[Records of pointing at objects in photos]
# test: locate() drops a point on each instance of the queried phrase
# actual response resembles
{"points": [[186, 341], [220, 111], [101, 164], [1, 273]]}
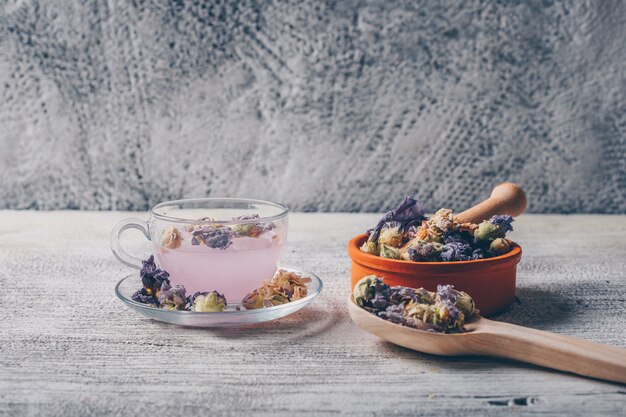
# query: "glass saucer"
{"points": [[229, 317]]}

» **EXERCISE REQUIREMENTS**
Please write out all of the lines above word for word, leaving out the pictures.

» **RESPONSE TO THE EXERCISE**
# test: locate() drops a point on each instance of the queried phrase
# actual response resembles
{"points": [[186, 341], [220, 111], [101, 164], [1, 273]]}
# query: "glass saucer"
{"points": [[229, 317]]}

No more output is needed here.